[Referring expression data]
______
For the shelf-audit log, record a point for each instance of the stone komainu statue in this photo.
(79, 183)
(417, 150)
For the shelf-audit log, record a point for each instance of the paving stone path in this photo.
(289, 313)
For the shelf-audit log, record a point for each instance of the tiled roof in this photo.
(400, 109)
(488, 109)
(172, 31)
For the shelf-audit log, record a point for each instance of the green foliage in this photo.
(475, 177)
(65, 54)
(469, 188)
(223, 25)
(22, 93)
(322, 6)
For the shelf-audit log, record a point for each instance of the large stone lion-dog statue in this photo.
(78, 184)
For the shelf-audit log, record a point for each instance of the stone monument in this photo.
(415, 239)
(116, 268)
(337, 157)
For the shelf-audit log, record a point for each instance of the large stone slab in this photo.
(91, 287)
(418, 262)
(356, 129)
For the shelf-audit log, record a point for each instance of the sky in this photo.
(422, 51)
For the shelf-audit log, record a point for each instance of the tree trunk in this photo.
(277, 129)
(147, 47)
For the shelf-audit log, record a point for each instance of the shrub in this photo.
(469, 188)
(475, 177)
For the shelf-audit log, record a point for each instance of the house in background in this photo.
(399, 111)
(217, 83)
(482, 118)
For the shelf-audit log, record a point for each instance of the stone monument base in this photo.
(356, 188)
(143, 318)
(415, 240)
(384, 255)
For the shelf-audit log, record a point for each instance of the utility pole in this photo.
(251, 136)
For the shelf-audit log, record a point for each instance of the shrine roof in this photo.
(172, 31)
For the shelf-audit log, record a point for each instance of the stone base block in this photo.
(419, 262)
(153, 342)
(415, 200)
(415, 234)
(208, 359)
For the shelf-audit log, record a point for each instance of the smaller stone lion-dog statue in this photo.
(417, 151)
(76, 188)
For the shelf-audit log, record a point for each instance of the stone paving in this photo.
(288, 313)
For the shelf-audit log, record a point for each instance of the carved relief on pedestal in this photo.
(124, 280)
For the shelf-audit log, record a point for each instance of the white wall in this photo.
______
» **Problem requirements**
Would you transcribe the records above exactly, leaving nothing out?

» **Response to the exercise**
For the shelf-audit log, record a point for each instance of the stone komainu statue in this photo.
(79, 183)
(417, 150)
For the shelf-audit log, record a point for each instance of the paving stone path in this photo.
(289, 313)
For the shelf-audit log, record a point for each instance of the tiled roof in this photo.
(400, 109)
(488, 109)
(172, 31)
For the shelf-audit log, record a point for each instance of the green foliage in this photo.
(475, 177)
(65, 54)
(469, 188)
(223, 25)
(22, 93)
(322, 6)
For the shelf-audit log, record a point for each instance of the large stone lion-dog statue in this photo.
(78, 184)
For the shelf-audit log, record a point for each instance of the stone monument in this photo.
(415, 239)
(116, 268)
(337, 157)
For the shelf-audit log, record a point for each instance of the large stone slab in this photo.
(91, 287)
(418, 262)
(356, 129)
For the shelf-audit log, record a point for each instance of the sky in this photo.
(422, 51)
For the shelf-audit log, record a point for each instance of the tree trunk in this photo.
(277, 129)
(147, 47)
For the shelf-audit log, record a point for each instance of the shrub in this photo.
(469, 188)
(475, 177)
For the shelf-audit log, record a point for each instance of the house in background in this photo.
(399, 111)
(217, 83)
(482, 118)
For the shelf-audit log, record a point for each instance of the stone monument base in this photo.
(356, 188)
(143, 318)
(415, 240)
(384, 255)
For the shelf-audit log, record a point for each instance of the utility pole in this photo.
(251, 136)
For the shelf-audit log, record a point for each instance of the shrine roof in this photo.
(172, 31)
For the shelf-audit log, record a point for each instance of the stone base block in this photo.
(419, 262)
(153, 342)
(415, 200)
(415, 234)
(208, 359)
For the shelf-audit log, record a point for each instance of the smaller stone lion-dog statue in this photo.
(417, 151)
(76, 188)
For the shelf-audit log, record a point for each instance of the stone paving in this photo.
(288, 313)
For the shelf-audit log, record a point for each instance of the carved relief on pedestal in this photo.
(124, 280)
For the shelf-audit log, record a point for each instance of the white wall in this photo.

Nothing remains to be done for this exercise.